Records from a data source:
-=-=-

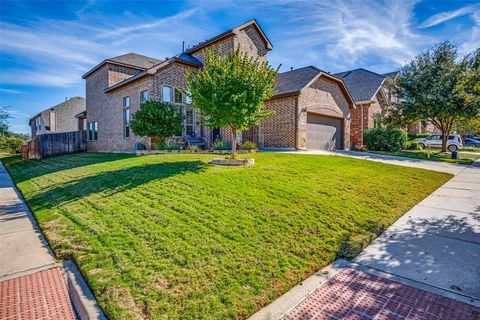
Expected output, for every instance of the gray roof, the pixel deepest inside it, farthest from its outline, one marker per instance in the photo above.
(392, 74)
(362, 84)
(296, 80)
(135, 59)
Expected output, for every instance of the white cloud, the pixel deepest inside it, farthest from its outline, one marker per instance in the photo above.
(445, 16)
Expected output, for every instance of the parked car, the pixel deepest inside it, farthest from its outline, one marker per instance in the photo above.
(454, 142)
(473, 143)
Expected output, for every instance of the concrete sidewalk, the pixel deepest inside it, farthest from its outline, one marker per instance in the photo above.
(438, 241)
(400, 161)
(22, 245)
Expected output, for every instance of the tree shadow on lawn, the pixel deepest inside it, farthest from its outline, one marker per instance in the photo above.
(112, 182)
(30, 169)
(434, 250)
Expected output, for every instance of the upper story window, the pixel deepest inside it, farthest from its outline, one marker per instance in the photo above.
(92, 131)
(38, 124)
(178, 96)
(143, 96)
(166, 94)
(126, 102)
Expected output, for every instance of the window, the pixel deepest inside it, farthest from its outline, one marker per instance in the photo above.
(178, 96)
(126, 117)
(92, 131)
(126, 102)
(166, 94)
(189, 122)
(377, 121)
(143, 96)
(38, 124)
(126, 122)
(188, 99)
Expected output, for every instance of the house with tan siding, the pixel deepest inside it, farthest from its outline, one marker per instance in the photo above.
(63, 117)
(117, 86)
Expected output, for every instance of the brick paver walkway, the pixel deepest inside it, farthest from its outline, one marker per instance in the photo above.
(42, 295)
(353, 294)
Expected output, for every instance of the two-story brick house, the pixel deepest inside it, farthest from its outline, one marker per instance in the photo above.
(63, 117)
(116, 87)
(370, 97)
(311, 112)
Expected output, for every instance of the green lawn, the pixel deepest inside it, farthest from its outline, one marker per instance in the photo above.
(435, 155)
(169, 236)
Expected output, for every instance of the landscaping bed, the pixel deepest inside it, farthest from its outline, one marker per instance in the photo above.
(434, 155)
(170, 236)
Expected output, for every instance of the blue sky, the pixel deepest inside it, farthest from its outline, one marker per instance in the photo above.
(45, 47)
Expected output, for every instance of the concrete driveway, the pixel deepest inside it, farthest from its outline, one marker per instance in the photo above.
(438, 241)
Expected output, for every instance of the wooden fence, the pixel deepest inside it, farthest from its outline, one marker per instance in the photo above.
(55, 144)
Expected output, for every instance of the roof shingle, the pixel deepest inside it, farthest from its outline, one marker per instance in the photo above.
(362, 84)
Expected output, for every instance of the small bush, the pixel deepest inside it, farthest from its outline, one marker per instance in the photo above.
(413, 136)
(172, 146)
(193, 148)
(384, 139)
(220, 144)
(249, 146)
(412, 145)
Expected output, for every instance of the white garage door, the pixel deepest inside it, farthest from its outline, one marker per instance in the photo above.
(323, 133)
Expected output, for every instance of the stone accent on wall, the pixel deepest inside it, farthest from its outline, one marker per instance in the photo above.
(279, 130)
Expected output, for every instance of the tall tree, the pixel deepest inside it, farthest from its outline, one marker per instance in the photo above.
(157, 120)
(4, 116)
(230, 90)
(439, 87)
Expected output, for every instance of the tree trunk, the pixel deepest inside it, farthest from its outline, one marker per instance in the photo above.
(234, 142)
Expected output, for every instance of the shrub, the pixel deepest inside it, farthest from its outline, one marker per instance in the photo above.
(248, 145)
(172, 146)
(413, 136)
(412, 145)
(220, 144)
(384, 139)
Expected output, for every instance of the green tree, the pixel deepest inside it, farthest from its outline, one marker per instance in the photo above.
(4, 116)
(157, 119)
(439, 87)
(230, 91)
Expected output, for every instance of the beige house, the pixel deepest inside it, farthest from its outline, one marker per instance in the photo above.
(116, 87)
(63, 117)
(311, 111)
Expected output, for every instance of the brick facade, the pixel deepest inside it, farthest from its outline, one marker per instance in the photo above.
(107, 110)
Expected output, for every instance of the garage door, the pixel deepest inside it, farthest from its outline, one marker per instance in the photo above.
(323, 133)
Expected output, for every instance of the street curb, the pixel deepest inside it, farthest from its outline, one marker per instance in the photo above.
(81, 296)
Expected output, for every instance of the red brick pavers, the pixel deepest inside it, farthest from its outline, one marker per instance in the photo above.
(353, 294)
(41, 295)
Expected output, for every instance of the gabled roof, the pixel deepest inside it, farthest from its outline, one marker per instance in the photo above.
(181, 58)
(391, 75)
(227, 33)
(292, 82)
(362, 84)
(132, 60)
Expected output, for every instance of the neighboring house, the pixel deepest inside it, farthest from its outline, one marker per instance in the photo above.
(312, 110)
(60, 118)
(116, 87)
(370, 96)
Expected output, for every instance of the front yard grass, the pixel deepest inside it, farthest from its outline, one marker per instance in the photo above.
(435, 155)
(170, 237)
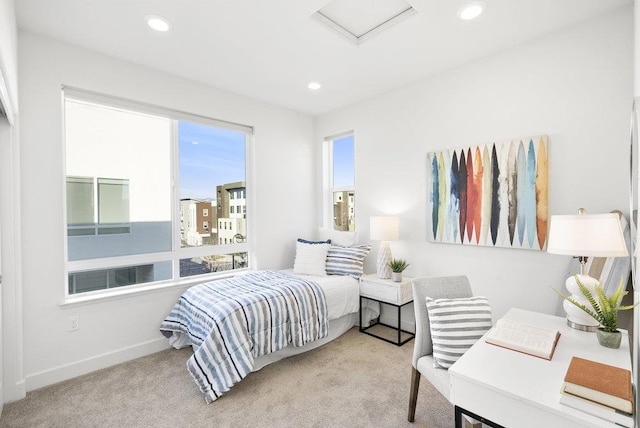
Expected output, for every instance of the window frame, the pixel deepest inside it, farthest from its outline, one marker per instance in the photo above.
(329, 189)
(177, 252)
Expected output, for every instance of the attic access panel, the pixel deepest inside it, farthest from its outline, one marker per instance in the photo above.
(358, 20)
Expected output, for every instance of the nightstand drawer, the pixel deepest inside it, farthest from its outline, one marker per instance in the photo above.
(386, 290)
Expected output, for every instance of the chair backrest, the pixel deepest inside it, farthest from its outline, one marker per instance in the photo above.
(443, 287)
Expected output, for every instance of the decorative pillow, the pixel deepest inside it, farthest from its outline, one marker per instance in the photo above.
(337, 237)
(347, 260)
(456, 324)
(311, 257)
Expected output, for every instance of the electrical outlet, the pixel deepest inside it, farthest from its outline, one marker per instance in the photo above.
(74, 323)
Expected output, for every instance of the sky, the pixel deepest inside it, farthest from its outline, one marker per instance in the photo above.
(343, 161)
(209, 157)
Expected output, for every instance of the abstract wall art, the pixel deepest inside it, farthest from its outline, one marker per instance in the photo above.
(492, 195)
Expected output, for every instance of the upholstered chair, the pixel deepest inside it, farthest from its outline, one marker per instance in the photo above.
(449, 287)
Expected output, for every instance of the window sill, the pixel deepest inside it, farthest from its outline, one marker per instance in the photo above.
(134, 291)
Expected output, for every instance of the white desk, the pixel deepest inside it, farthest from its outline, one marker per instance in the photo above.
(518, 390)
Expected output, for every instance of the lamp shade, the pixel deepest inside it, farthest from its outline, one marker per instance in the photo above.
(383, 228)
(588, 235)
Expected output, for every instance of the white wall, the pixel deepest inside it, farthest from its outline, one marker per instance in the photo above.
(8, 56)
(116, 330)
(12, 379)
(575, 86)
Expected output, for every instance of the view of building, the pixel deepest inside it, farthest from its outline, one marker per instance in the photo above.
(197, 225)
(343, 211)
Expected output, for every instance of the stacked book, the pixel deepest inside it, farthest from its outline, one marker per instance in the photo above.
(599, 389)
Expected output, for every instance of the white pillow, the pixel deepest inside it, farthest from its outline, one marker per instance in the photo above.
(456, 324)
(337, 237)
(311, 258)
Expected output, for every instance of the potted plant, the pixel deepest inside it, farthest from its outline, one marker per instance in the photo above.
(397, 266)
(604, 309)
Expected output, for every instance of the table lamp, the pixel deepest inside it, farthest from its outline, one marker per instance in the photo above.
(585, 235)
(384, 229)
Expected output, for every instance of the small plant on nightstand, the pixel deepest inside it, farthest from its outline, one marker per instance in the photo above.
(397, 266)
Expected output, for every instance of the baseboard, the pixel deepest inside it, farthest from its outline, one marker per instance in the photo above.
(14, 393)
(88, 365)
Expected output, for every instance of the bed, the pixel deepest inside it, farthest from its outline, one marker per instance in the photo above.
(224, 320)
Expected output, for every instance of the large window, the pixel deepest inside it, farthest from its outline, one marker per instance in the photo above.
(341, 174)
(145, 191)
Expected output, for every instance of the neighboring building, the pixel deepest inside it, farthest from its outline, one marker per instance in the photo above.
(231, 213)
(343, 211)
(197, 225)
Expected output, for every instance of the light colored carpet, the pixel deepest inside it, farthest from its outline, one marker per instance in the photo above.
(354, 381)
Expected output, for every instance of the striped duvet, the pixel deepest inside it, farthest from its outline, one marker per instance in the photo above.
(230, 321)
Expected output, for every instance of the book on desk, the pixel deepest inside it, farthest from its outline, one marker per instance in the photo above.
(526, 338)
(601, 383)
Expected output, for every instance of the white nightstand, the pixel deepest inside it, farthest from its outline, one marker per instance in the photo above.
(385, 291)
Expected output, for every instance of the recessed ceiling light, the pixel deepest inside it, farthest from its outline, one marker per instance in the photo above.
(472, 10)
(158, 23)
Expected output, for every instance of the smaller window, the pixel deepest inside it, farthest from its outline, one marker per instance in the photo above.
(341, 173)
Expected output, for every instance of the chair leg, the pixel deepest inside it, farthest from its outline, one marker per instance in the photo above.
(413, 393)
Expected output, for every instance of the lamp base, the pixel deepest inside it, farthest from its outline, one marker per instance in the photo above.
(384, 258)
(576, 317)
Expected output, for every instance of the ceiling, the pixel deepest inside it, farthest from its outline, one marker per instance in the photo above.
(271, 49)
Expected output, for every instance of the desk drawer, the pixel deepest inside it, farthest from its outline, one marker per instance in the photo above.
(397, 293)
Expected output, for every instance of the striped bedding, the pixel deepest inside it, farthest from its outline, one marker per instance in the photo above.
(230, 321)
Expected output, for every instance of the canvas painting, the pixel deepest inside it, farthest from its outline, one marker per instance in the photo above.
(492, 195)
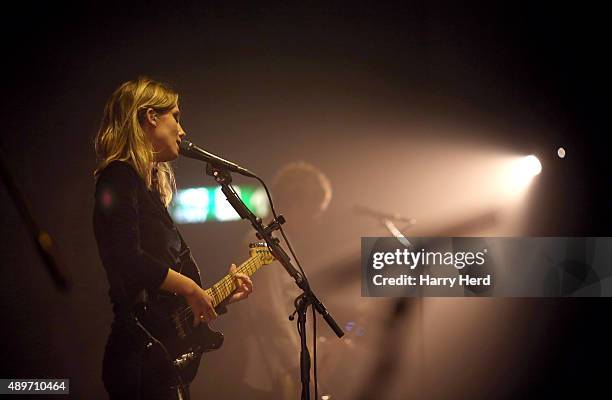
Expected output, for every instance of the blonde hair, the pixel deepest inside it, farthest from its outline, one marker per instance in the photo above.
(121, 136)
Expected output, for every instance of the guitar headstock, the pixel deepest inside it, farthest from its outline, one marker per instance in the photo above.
(261, 251)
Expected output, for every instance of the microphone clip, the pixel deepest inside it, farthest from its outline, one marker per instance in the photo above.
(273, 226)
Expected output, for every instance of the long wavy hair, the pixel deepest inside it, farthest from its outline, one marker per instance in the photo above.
(121, 136)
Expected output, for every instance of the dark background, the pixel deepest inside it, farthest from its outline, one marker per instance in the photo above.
(269, 84)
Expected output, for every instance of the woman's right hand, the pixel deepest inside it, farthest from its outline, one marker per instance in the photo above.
(201, 305)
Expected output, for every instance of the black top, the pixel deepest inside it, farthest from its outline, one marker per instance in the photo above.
(137, 239)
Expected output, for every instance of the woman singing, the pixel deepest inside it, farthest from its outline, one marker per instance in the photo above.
(140, 247)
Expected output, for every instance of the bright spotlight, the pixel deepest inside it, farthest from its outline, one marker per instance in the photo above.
(561, 152)
(531, 166)
(522, 172)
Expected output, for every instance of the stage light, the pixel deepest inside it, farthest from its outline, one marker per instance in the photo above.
(561, 152)
(524, 169)
(201, 204)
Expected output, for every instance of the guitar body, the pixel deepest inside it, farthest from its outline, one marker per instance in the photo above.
(169, 319)
(177, 346)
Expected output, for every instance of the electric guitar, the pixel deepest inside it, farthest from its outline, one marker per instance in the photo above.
(168, 323)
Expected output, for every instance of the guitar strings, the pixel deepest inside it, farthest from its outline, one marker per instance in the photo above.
(226, 284)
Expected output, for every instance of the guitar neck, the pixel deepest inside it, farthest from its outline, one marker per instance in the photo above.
(226, 286)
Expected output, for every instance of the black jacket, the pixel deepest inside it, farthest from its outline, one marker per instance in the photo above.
(137, 240)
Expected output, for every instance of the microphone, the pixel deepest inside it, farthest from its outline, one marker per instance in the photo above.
(188, 149)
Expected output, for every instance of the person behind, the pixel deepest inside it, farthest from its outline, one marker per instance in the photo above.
(140, 247)
(302, 193)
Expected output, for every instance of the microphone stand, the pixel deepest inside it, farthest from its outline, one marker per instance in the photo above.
(307, 298)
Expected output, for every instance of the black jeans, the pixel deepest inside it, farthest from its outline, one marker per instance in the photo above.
(129, 371)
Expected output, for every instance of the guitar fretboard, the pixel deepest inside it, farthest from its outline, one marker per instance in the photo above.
(226, 286)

-=-=-

▶ **TASK REQUIREMENTS**
Write out, word for word, the line containing "Expected output, for every instance of the microphone, the" and every line after it to the end of the data above.

▶ **OUTPUT BELOW**
Expected output, for every instance of the microphone, the pixel deepest inside it, farthest from its outline, one marker per instance in the photo above.
(188, 149)
Expected output, for every instance of the person behind, the pixel deepest inside it, farthest from its outline, one marker per instance in the photo above.
(140, 247)
(302, 193)
Expected output, for every instance of the microphone stand, the pixel deepest inside it, farthest from its outline, one marker per instance in the photo above.
(307, 298)
Expected output, for every instance of the black jeans, the pixel deepest inside it, farthest from its outline, one marker per instance in the photo above.
(129, 371)
Expected output, for every instance of the guitar fretboard, the pixel deepest inside it, farthest from its outline, one marker per instance in the photo above.
(226, 286)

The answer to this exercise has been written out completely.